Zapisane pozycje
○ ○ ○
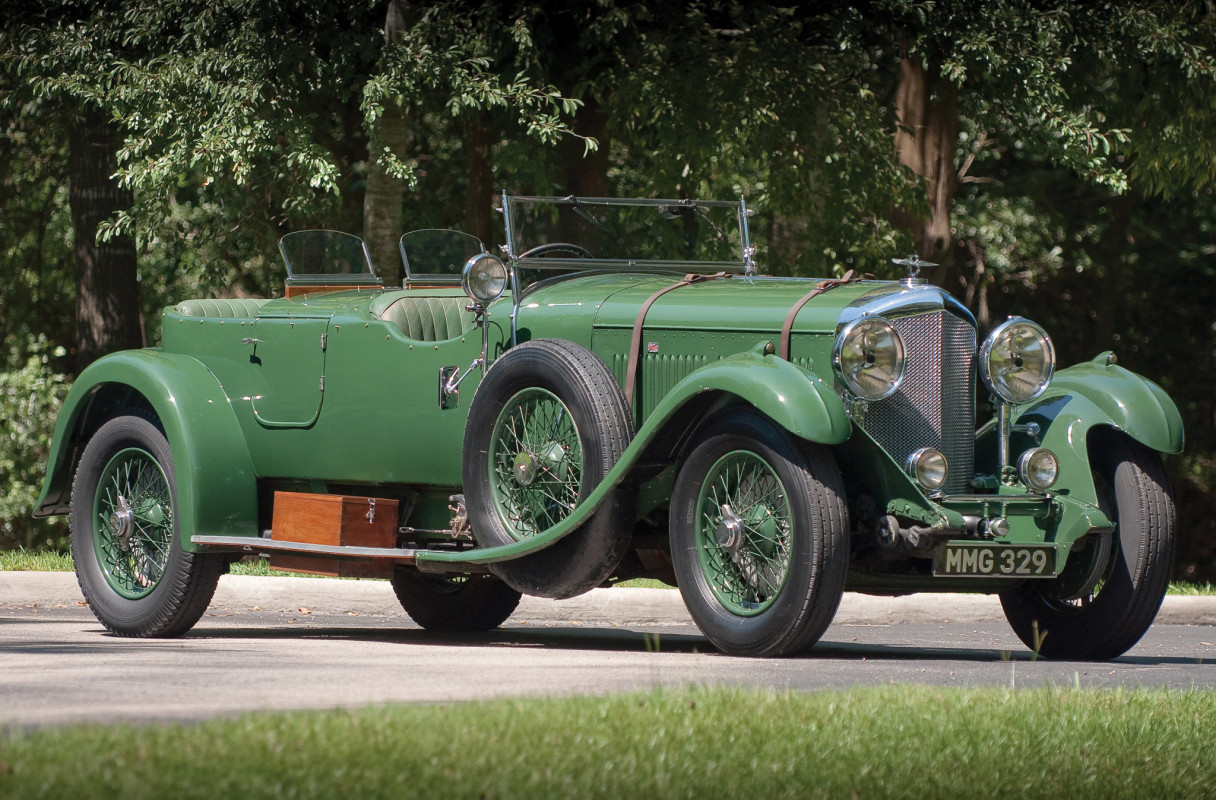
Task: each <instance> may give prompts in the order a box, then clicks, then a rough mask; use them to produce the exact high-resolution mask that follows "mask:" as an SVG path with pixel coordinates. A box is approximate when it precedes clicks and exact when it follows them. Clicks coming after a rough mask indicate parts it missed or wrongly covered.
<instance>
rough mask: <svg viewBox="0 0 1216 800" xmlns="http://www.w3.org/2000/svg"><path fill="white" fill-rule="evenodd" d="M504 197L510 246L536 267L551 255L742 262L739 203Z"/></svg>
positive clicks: (513, 250) (595, 263) (608, 263)
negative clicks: (533, 264)
mask: <svg viewBox="0 0 1216 800" xmlns="http://www.w3.org/2000/svg"><path fill="white" fill-rule="evenodd" d="M505 203H506V207H507V218H508V219H507V222H508V226H510V231H508V232H510V242H511V254H512V255H514V257H517V258H520V259H524V260H528V261H531V260H533V259H536V264H535V265H536V266H537V267H540V269H544V266H545V263H550V261H559V263H561V264H562V265H564V266H573V265H575V264H579V263H581V264H579V265H585V266H587V267H596V266H644V267H665V266H671V267H674V269H689V267H698V266H704V267H711V269H732V267H733V270H736V271H738V270H742V267H743V265H744V255H743V249H744V247H745V246H747V231H745V229H744V226H743V224H742V220H743V219H744V214H745V212H744V209H743V205H742V203H733V202H703V201H697V202H694V201H663V199H618V198H578V197H564V198H554V197H507V198H505ZM562 246H567V247H562ZM541 259H544V263H542V261H541Z"/></svg>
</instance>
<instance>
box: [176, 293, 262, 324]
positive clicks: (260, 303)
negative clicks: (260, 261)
mask: <svg viewBox="0 0 1216 800" xmlns="http://www.w3.org/2000/svg"><path fill="white" fill-rule="evenodd" d="M266 303H268V300H266V299H265V298H233V299H212V298H201V299H193V300H182V302H181V303H179V304H178V305H175V306H174V308H173V310H174V311H176V312H178V314H180V315H182V316H203V317H219V319H231V320H252V319H253V317H255V316H258V311H259V310H261V306H263V305H265V304H266Z"/></svg>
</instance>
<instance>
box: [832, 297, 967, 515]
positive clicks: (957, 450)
mask: <svg viewBox="0 0 1216 800" xmlns="http://www.w3.org/2000/svg"><path fill="white" fill-rule="evenodd" d="M884 316H885V317H886V320H888V321H889V322H890V323H891V326H893V327H894V328H895V329H896V331H897V332H899V334H900V338H902V340H903V348H905V373H903V381H902V383H901V384H900V388H899V389H897V390H896V391H895V394H893V395H891V396H890V398H886V399H885V400H878V401H874V402H871V404H868V405H867V406H866V410H865V413H863V415H862V416H861V417H860V418H858V419H855V421H857V422H860V423H861V427H862V428H865V430H866V432H867V433H868V434H869V435H871V436H873V438H874V440H876V441H878V444H880V445H882V446H883V447H884V449H885V450H886V451H888V452H889V453H890V455H891V457H893V458H894V460H895V461H896V463H899V464H900V466H903V464H905V463H906V462H907V458H908V456H910V455H912V453H913V452H916V451H917V450H919V449H921V447H935V449H938V450H940V451H941V452H942V453H945V456H946V460H947V462H948V463H950V472H948V475H947V479H946V485H945V486H944V490H945V491H946V494H959V492H967V491H969V490H970V481H972V479H973V477H974V472H975V327H974V325H973V323H972V322H970V321H969V320H964V319H962V317H959V316H956V315H955V314H951V312H950V311H947V310H944V309H941V310H931V311H925V312H921V314H911V315H903V316H901V315H900V310H899V309H890V310H888V311H886V314H884Z"/></svg>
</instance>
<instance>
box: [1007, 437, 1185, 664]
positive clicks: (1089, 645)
mask: <svg viewBox="0 0 1216 800" xmlns="http://www.w3.org/2000/svg"><path fill="white" fill-rule="evenodd" d="M1093 473H1094V483H1096V484H1097V488H1098V498H1099V506H1100V507H1102V509H1103V512H1104V513H1105V514H1107V516H1108V517H1109V518H1110V519H1111V520H1114V522H1115V531H1114V534H1099V535H1097V536H1094V537H1093V540H1092V541H1090V542H1087V546H1086V547H1085V548H1079V550H1076V551H1074V552H1073V553H1071V554H1070V557H1069V562H1068V564H1066V565H1065V568H1064V570H1063V573H1062V575H1060V576H1059V578H1058V579H1055V580H1052V581H1046V582H1045V581H1028V582H1026V584H1024V585H1021V586H1019V587H1018V588H1014V590H1010V591H1008V592H1004V593H1002V595H1001V605H1002V607H1003V608H1004V614H1006V618H1007V619H1008V620H1009V625H1010V626H1012V627H1013V631H1014V632H1015V633H1017V635H1018V638H1020V640H1021V641H1023V642H1025V643H1026V647H1030V648H1031V649H1034V650H1035V652H1037V653H1040V654H1041V655H1045V657H1047V658H1058V659H1081V660H1105V659H1113V658H1116V657H1119V655H1121V654H1122V653H1125V652H1127V650H1128V649H1130V648H1131V647H1132V646H1133V644H1136V642H1138V641H1139V638H1141V637H1142V636H1143V635H1144V631H1147V630H1148V627H1149V625H1152V624H1153V619H1154V618H1155V616H1156V613H1158V609H1160V608H1161V599H1162V598H1164V597H1165V590H1166V587H1167V586H1169V581H1170V570H1171V565H1172V562H1173V536H1175V533H1173V529H1175V511H1173V498H1172V496H1171V494H1170V488H1169V484H1167V481H1166V479H1165V471H1164V468H1162V467H1161V460H1160V457H1159V456H1158V455H1156V453H1155V452H1153V451H1152V450H1148V449H1147V447H1144V446H1143V445H1141V444H1138V443H1136V441H1132V440H1131V439H1128V438H1126V436H1124V435H1122V434H1111V435H1107V436H1102V438H1100V439H1099V440H1098V441H1096V443H1094V444H1093Z"/></svg>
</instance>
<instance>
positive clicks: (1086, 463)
mask: <svg viewBox="0 0 1216 800" xmlns="http://www.w3.org/2000/svg"><path fill="white" fill-rule="evenodd" d="M1113 361H1114V360H1113V359H1111V357H1110V354H1109V353H1103V354H1100V355H1098V356H1097V357H1096V359H1093V360H1092V361H1088V362H1085V364H1079V365H1075V366H1071V367H1068V368H1066V370H1060V371H1059V372H1057V373H1055V377H1054V378H1053V379H1052V384H1051V387H1049V388H1048V389H1047V391H1045V393H1043V395H1042V396H1041V398H1038V399H1037V400H1035V402H1034V404H1031V405H1028V406H1026V407H1024V409H1020V410H1019V412H1018V415H1017V416H1015V418H1014V422H1015V423H1017V424H1024V423H1036V424H1037V426H1038V427H1040V441H1041V444H1042V446H1045V447H1048V449H1051V450H1052V451H1053V452H1055V453H1057V455H1058V456H1059V457H1060V474H1059V479H1058V480H1057V483H1055V485H1057V486H1059V488H1062V489H1066V490H1068V491H1069V492H1070V494H1071V496H1073V497H1074V498H1077V500H1082V501H1085V502H1088V503H1094V505H1096V503H1097V491H1096V490H1094V486H1093V474H1092V473H1091V469H1090V451H1088V440H1090V434H1091V433H1092V432H1093V429H1094V428H1099V427H1105V428H1114V429H1115V430H1121V432H1122V433H1125V434H1127V435H1128V436H1131V438H1132V439H1135V440H1136V441H1138V443H1141V444H1142V445H1144V446H1145V447H1150V449H1153V450H1156V451H1158V452H1165V453H1175V452H1181V451H1182V446H1183V430H1182V416H1181V415H1180V413H1178V409H1177V406H1176V405H1173V401H1172V400H1171V399H1170V396H1169V395H1167V394H1165V391H1164V390H1162V389H1161V387H1159V385H1156V384H1155V383H1153V382H1152V381H1148V379H1147V378H1143V377H1141V376H1138V374H1136V373H1135V372H1131V371H1128V370H1125V368H1122V367H1120V366H1116V365H1115V364H1114V362H1113ZM1024 444H1030V443H1024ZM1014 452H1018V447H1017V446H1015V447H1014Z"/></svg>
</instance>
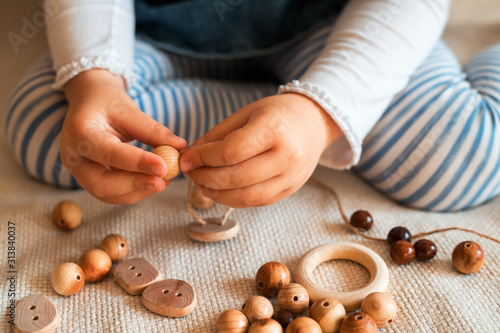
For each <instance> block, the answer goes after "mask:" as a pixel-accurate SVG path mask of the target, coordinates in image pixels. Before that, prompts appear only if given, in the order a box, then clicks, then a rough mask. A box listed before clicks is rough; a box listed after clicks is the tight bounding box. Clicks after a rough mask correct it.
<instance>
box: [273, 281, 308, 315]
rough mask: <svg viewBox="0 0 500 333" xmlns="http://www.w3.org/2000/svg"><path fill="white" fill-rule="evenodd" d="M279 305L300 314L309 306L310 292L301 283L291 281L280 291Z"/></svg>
mask: <svg viewBox="0 0 500 333" xmlns="http://www.w3.org/2000/svg"><path fill="white" fill-rule="evenodd" d="M278 305H279V307H280V309H282V310H286V311H290V312H291V313H293V314H299V313H301V312H304V311H305V310H306V309H307V307H308V306H309V294H308V293H307V290H306V289H305V288H304V287H302V286H301V285H300V284H298V283H290V284H288V285H286V286H284V287H282V288H281V290H280V291H279V292H278Z"/></svg>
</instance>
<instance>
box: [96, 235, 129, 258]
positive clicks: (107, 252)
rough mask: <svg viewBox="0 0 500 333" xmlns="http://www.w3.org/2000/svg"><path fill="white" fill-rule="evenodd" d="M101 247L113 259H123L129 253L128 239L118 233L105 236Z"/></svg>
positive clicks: (125, 256)
mask: <svg viewBox="0 0 500 333" xmlns="http://www.w3.org/2000/svg"><path fill="white" fill-rule="evenodd" d="M99 248H100V249H101V250H103V251H104V252H106V253H107V254H108V256H109V258H110V259H111V261H120V260H123V259H125V257H126V256H127V254H128V244H127V241H126V240H125V238H123V237H122V236H120V235H117V234H111V235H107V236H106V237H104V239H103V240H102V241H101V244H100V245H99Z"/></svg>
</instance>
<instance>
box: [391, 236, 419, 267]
mask: <svg viewBox="0 0 500 333" xmlns="http://www.w3.org/2000/svg"><path fill="white" fill-rule="evenodd" d="M413 258H415V248H414V247H413V245H411V243H410V242H408V241H405V240H399V241H397V242H395V243H393V244H392V245H391V259H392V260H393V261H394V262H395V263H397V264H399V265H402V264H406V263H409V262H410V261H412V260H413Z"/></svg>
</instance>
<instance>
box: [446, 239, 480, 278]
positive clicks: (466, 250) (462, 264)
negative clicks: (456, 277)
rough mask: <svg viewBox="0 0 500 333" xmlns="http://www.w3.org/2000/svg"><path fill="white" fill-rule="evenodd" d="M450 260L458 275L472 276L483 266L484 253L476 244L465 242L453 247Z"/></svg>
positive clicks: (468, 242) (470, 242) (466, 241)
mask: <svg viewBox="0 0 500 333" xmlns="http://www.w3.org/2000/svg"><path fill="white" fill-rule="evenodd" d="M451 260H452V263H453V266H455V268H456V269H457V270H458V271H459V272H460V273H463V274H472V273H475V272H477V271H478V270H480V269H481V267H482V266H483V263H484V251H483V248H482V247H481V246H480V245H479V244H478V243H476V242H473V241H465V242H462V243H460V244H458V245H457V246H455V248H454V249H453V253H452V254H451Z"/></svg>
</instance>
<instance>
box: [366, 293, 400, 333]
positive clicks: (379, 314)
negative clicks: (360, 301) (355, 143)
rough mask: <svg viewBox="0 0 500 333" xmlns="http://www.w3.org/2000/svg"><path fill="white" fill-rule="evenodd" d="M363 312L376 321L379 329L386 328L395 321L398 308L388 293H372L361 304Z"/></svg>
mask: <svg viewBox="0 0 500 333" xmlns="http://www.w3.org/2000/svg"><path fill="white" fill-rule="evenodd" d="M361 311H363V312H364V313H366V314H368V315H369V316H370V317H372V318H373V320H375V323H376V324H377V327H385V326H388V325H389V324H390V323H392V322H393V321H394V318H396V313H397V312H398V307H397V305H396V302H395V301H394V299H392V297H391V296H389V295H387V294H386V293H379V292H375V293H371V294H370V295H368V296H366V298H365V299H364V300H363V303H361Z"/></svg>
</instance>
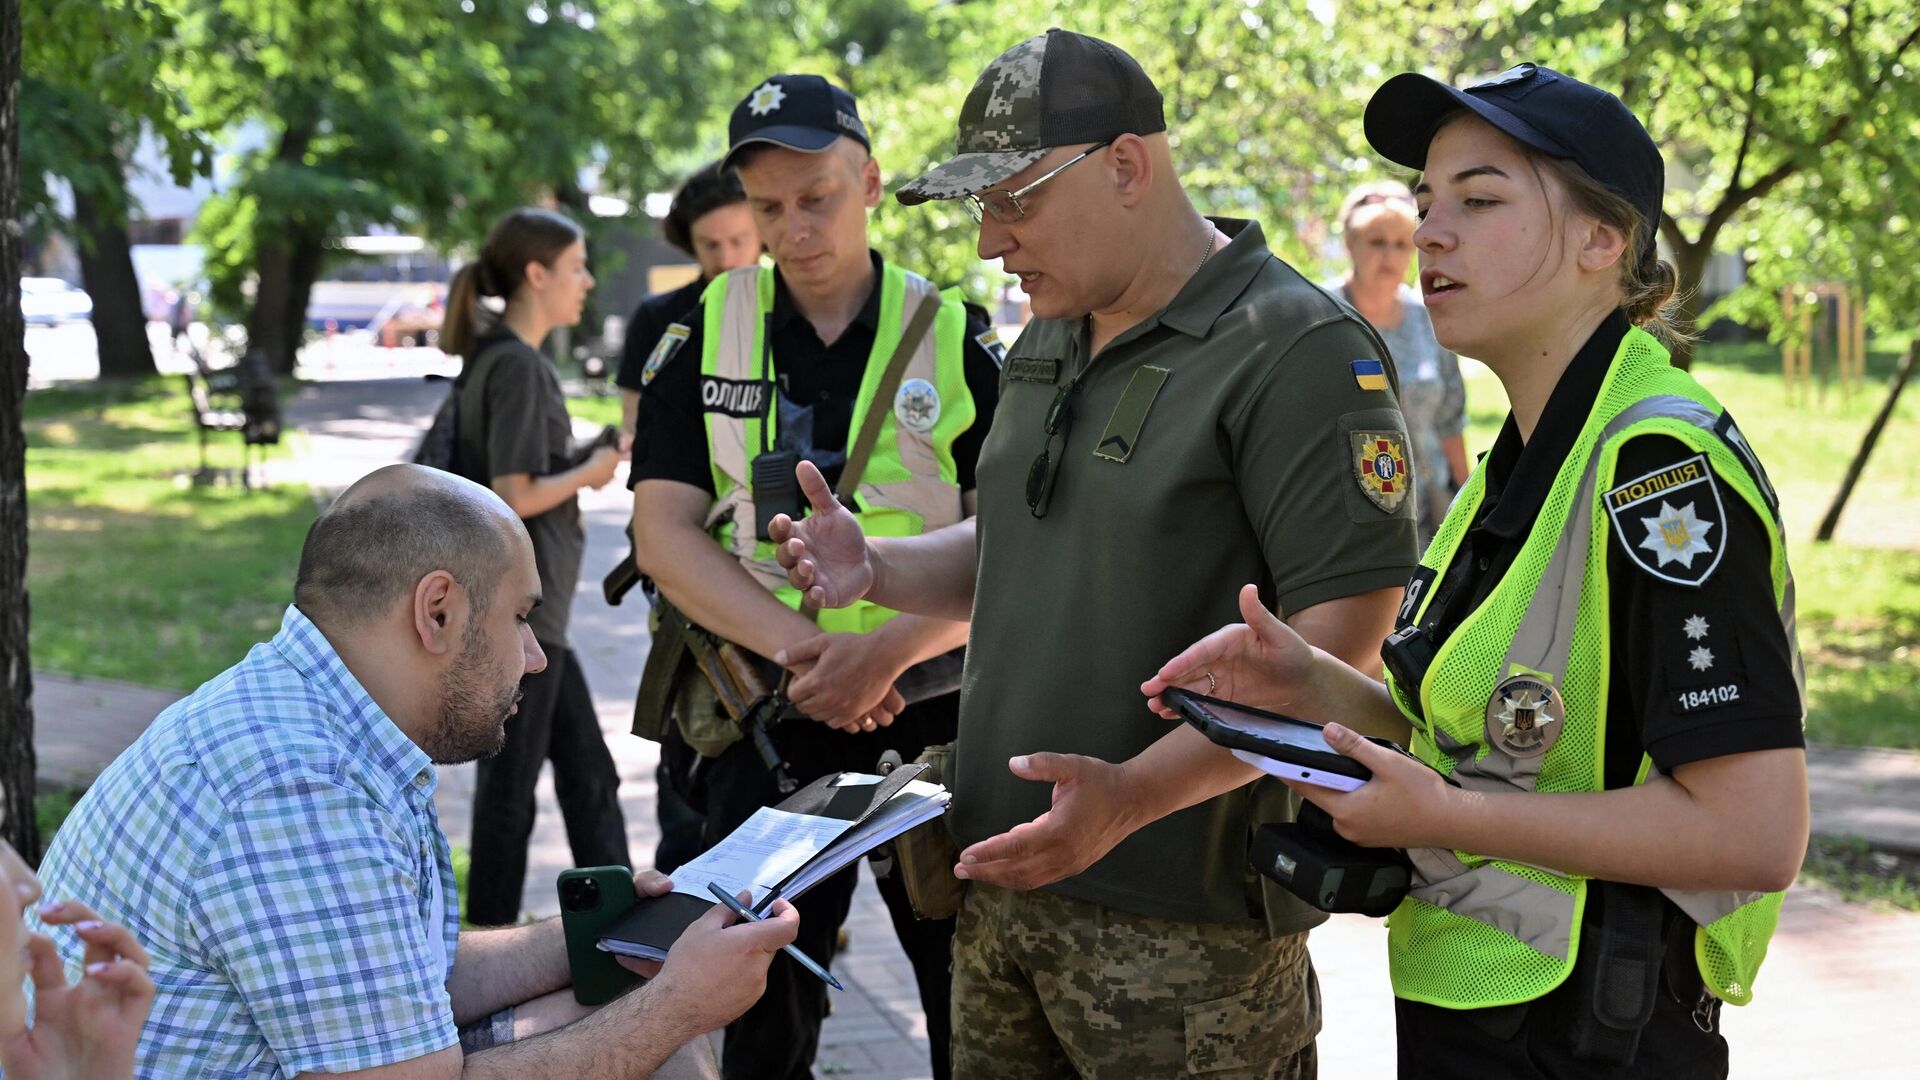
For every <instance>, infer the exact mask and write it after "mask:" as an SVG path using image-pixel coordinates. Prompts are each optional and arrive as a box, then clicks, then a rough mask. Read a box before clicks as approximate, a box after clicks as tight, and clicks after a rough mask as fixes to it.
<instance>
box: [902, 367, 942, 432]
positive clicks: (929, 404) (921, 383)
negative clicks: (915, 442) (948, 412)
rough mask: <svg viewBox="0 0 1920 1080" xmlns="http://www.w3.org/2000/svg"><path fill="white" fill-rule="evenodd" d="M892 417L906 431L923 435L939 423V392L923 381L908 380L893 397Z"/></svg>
mask: <svg viewBox="0 0 1920 1080" xmlns="http://www.w3.org/2000/svg"><path fill="white" fill-rule="evenodd" d="M893 417H895V419H897V421H900V427H904V429H906V430H918V432H920V434H925V432H929V430H933V425H937V423H939V421H941V392H939V390H935V388H933V384H931V382H927V380H925V379H908V380H906V382H900V390H899V392H897V394H895V396H893Z"/></svg>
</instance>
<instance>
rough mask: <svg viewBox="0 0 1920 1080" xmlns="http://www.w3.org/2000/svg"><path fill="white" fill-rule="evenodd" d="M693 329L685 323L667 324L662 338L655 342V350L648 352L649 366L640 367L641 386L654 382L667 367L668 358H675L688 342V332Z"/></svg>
mask: <svg viewBox="0 0 1920 1080" xmlns="http://www.w3.org/2000/svg"><path fill="white" fill-rule="evenodd" d="M691 332H693V331H691V329H689V327H687V325H685V323H668V325H666V332H662V334H660V340H659V342H655V344H653V352H649V354H647V367H643V369H639V384H641V386H645V384H649V382H653V377H655V375H659V373H660V369H662V367H666V361H668V359H674V354H676V352H680V346H684V344H687V334H691Z"/></svg>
○ ○ ○
● Szczegóły zadania
Podaj, ile wierszy rekordów zawiera słowo „positive”. Odpowiedz samą liczbą.

● Pole odpowiedzi
11